Instructions for the task> In the entries below, find the line containing "drop a point: the black cassock". Copy it and all lines after it, exactly, through the end.
** BEGIN **
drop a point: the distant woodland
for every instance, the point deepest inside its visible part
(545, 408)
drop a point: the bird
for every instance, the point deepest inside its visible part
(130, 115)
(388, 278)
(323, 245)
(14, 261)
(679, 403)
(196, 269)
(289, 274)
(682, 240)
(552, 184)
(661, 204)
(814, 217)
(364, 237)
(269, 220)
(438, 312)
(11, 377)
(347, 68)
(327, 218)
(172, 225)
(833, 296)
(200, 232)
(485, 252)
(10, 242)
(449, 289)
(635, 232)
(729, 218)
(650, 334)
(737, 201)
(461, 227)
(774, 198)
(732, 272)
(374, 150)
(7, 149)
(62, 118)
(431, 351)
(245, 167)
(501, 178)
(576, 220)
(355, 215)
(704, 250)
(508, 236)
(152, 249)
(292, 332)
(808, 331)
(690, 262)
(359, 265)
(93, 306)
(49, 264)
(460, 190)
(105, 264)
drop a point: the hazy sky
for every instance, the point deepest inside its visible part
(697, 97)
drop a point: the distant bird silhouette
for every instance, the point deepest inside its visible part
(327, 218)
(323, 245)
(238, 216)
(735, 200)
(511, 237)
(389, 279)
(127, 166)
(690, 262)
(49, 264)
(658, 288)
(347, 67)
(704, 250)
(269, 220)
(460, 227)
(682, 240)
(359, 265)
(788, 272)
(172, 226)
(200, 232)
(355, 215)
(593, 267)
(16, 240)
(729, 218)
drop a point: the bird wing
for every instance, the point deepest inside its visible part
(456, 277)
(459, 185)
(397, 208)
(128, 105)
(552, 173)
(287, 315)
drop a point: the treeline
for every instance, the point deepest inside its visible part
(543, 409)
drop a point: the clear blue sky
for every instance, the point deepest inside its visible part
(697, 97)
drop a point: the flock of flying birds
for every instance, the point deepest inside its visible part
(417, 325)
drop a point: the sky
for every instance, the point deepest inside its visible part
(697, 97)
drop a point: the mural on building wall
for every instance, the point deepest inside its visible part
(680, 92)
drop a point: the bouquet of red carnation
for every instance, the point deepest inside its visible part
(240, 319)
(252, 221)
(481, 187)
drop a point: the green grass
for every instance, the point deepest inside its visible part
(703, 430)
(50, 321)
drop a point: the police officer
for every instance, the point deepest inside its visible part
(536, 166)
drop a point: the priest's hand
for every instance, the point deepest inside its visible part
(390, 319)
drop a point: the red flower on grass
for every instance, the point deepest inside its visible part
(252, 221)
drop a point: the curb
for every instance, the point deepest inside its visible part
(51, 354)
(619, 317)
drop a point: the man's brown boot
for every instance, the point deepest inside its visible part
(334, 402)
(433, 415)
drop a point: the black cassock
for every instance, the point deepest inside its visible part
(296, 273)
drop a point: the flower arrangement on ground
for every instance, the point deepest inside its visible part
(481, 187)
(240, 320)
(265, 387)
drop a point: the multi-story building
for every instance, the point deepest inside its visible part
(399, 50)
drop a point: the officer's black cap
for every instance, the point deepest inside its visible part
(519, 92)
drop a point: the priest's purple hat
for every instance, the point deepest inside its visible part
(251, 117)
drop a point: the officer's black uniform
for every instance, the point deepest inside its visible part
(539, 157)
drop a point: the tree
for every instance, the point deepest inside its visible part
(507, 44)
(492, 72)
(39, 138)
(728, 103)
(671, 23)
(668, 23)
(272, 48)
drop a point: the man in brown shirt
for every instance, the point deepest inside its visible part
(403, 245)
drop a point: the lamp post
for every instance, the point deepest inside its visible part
** END **
Exercise answer>
drop a point: the black cassock
for every instance, the point deepest inside its visible part
(296, 273)
drop a point: the flower arrangement on ground
for every instance, the point deepest inside its visible part
(481, 187)
(240, 320)
(265, 387)
drop a point: the multi-story building
for every instance, the point deepest inside its visible part
(399, 50)
drop a point: the officer's black cap
for every instance, the point deepest inside its visible part
(519, 92)
drop a point: the priest's purple hat
for every instance, the point deepest inside its visible part
(251, 117)
drop a point: the officer's black uniform
for every instance, the point deepest inside its visible part
(539, 157)
drop a point: the tree
for every instance, the point deepest inside its visible part
(507, 44)
(492, 72)
(39, 138)
(728, 103)
(671, 23)
(668, 23)
(272, 48)
drop a point: the man in brown shirt
for every instance, the point deepest inside its visible part
(403, 245)
drop a point: the lamp post
for every instance, the point deepest inside its visible part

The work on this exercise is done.